Your task
For the data below, give the number of lines containing "query" and nothing more.

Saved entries
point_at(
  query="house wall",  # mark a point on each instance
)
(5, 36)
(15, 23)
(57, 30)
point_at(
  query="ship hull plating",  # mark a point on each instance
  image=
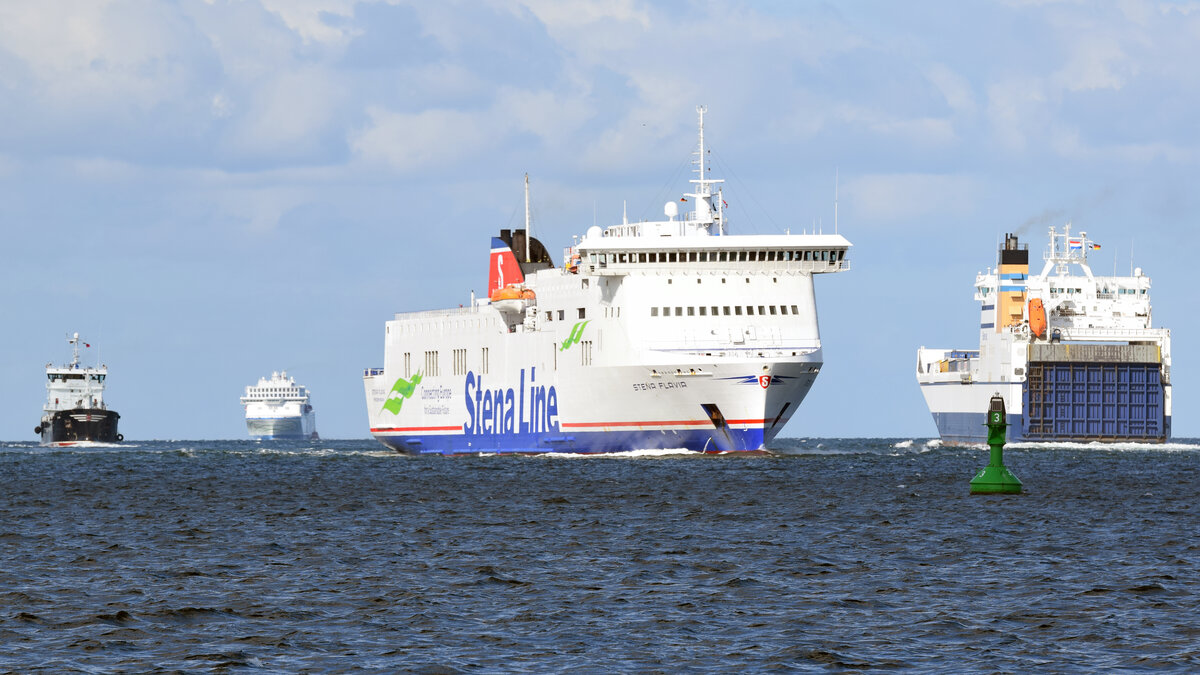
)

--

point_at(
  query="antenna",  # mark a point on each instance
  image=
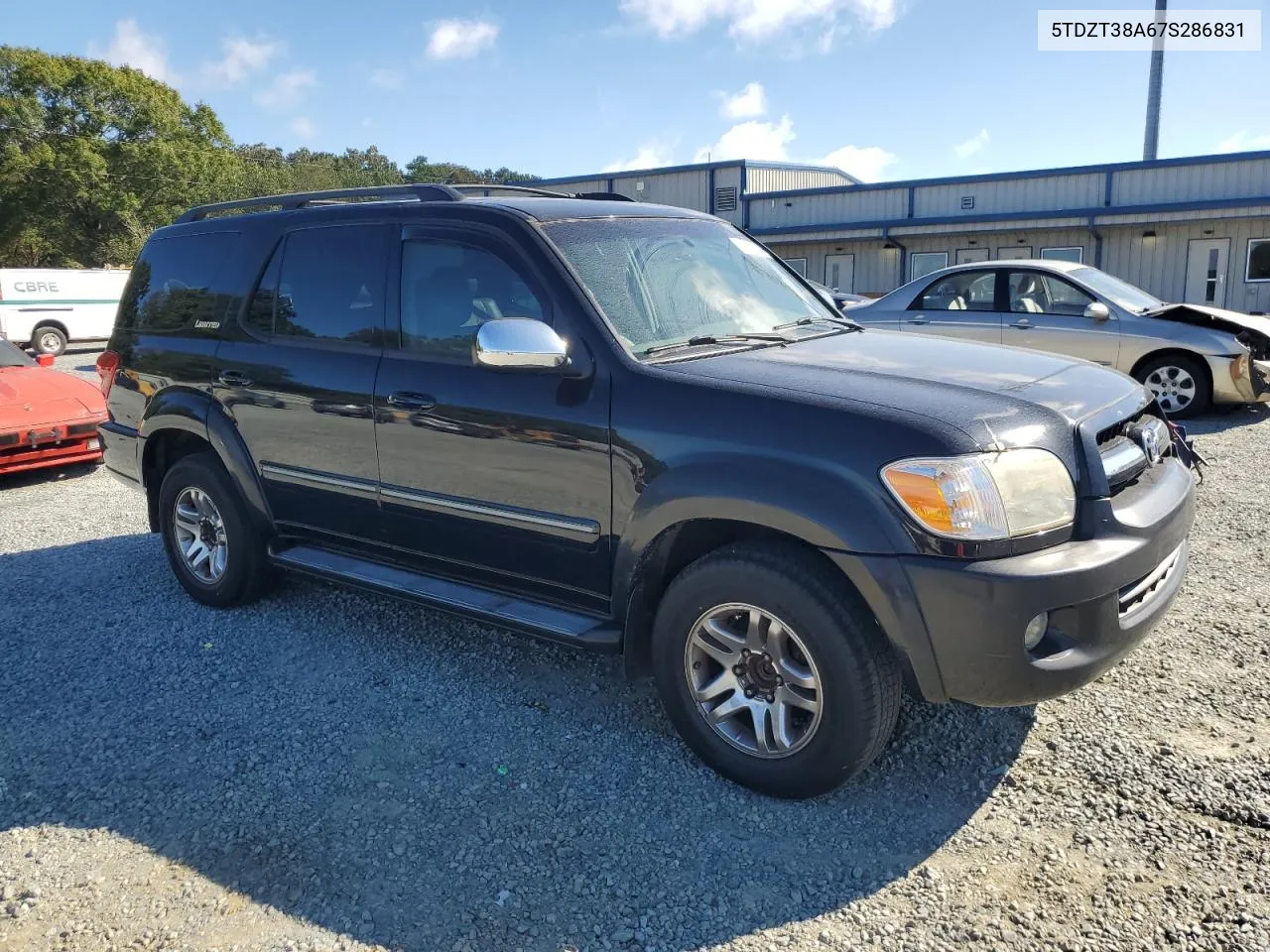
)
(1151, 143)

Output of the task
3